BEGIN DOCUMENT TEXT

Casey Stengel a public sculpture by American artist, Rhoda Sherbell, is located on the Indiana University-Purdue University Indianapolis campus, which is near downtown Indianapolis, Indiana. The sculpture can be found in the courtyard of the University Place Hotel. Installed in 2000, the sculpture was cast in bronze with a height of 43 inches.

Description
Casey Stengel depicts the legendary baseball player cast in bronze by Rhoda Sherbell. Located in the courtyard of University Place,  the sculpture stands 43" tall facing north. He is standing with his hands on his hips and head forward with a baseball cap. There is a baseball on the foot of the base lying next the player's left foot. Stengel is wearing his baseball uniform with the number 23 engraved on the back side. His age is shown through the wrinkles engraved on his face as well as his posture.

END DOCUMENT TEXT
BEGIN GIVEN ENTRIES

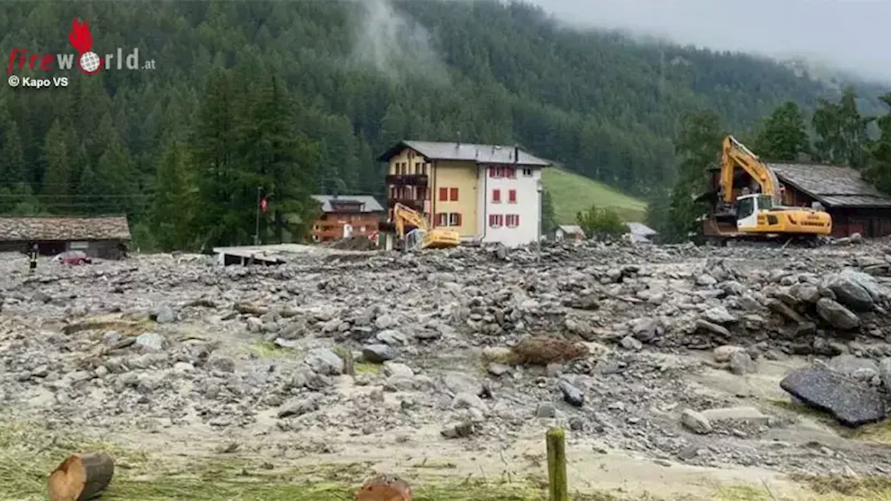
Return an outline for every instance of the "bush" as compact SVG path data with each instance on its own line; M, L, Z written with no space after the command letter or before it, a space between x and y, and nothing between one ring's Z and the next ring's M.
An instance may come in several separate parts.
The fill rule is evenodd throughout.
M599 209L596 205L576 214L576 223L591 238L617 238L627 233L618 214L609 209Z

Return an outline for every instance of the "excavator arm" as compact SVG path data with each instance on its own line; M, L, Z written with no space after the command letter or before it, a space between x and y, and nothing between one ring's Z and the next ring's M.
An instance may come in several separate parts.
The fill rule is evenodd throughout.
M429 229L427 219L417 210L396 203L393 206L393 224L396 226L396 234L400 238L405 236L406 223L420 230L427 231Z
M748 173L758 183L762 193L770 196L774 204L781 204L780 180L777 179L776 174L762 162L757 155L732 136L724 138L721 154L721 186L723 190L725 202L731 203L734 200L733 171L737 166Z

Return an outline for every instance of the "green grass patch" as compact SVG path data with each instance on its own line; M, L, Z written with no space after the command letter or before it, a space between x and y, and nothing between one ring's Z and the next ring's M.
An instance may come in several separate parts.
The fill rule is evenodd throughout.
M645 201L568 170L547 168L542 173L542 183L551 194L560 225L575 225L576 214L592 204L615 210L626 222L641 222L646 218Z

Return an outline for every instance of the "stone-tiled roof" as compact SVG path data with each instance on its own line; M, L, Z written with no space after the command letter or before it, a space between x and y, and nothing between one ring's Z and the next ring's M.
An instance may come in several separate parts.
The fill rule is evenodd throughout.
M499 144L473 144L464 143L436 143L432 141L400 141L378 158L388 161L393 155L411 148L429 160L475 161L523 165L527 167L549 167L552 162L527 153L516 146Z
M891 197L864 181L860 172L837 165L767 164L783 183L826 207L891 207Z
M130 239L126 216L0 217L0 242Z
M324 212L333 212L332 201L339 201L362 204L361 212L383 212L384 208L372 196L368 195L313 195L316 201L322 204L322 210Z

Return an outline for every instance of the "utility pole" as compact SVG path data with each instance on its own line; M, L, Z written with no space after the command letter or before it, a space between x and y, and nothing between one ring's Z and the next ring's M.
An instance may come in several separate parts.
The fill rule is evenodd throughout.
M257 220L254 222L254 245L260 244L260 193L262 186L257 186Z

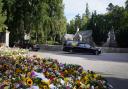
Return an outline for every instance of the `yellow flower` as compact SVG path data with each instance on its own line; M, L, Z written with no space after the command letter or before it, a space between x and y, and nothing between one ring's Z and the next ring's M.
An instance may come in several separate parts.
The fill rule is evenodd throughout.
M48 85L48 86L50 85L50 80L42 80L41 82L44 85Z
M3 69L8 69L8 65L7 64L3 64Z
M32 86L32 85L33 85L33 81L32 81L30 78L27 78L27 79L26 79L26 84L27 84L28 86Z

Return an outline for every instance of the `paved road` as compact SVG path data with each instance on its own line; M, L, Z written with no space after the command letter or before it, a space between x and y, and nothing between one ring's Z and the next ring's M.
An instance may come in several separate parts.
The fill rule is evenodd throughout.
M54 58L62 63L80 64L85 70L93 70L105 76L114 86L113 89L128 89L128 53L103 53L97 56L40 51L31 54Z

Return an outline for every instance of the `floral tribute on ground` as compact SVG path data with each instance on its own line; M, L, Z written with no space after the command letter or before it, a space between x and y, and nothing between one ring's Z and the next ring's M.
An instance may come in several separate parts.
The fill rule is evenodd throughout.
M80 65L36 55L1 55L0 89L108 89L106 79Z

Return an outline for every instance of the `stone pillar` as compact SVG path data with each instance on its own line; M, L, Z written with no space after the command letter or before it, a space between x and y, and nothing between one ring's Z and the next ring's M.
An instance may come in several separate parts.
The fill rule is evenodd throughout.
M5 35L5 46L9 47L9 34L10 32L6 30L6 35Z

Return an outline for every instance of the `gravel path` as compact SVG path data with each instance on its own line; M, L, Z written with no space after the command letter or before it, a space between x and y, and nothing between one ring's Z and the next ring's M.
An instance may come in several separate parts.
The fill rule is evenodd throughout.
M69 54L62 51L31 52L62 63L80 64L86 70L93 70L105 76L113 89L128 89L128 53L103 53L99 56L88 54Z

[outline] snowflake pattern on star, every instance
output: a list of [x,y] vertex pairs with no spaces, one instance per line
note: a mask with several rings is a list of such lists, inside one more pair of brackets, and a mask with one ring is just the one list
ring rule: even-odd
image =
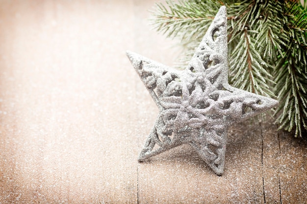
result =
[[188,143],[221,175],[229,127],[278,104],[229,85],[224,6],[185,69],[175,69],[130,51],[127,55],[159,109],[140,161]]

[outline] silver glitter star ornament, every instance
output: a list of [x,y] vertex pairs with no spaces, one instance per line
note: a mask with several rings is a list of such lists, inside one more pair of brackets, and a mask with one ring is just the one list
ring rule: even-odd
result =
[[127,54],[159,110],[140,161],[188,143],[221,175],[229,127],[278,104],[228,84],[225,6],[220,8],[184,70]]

END GIVEN ENTRIES

• WHAT YOU HAVE TO DO:
From the text on the Casey Stengel sculpture, extract the passage starting with "Description" and going on through "as his posture.". The records have nothing to do with what follows.

• WORKED ANSWER:
Description
Casey Stengel depicts the legendary baseball player cast in bronze by Rhoda Sherbell. Located in the courtyard of University Place,  the sculpture stands 43" tall facing north. He is standing with his hands on his hips and head forward with a baseball cap. There is a baseball on the foot of the base lying next the player's left foot. Stengel is wearing his baseball uniform with the number 23 engraved on the back side. His age is shown through the wrinkles engraved on his face as well as his posture.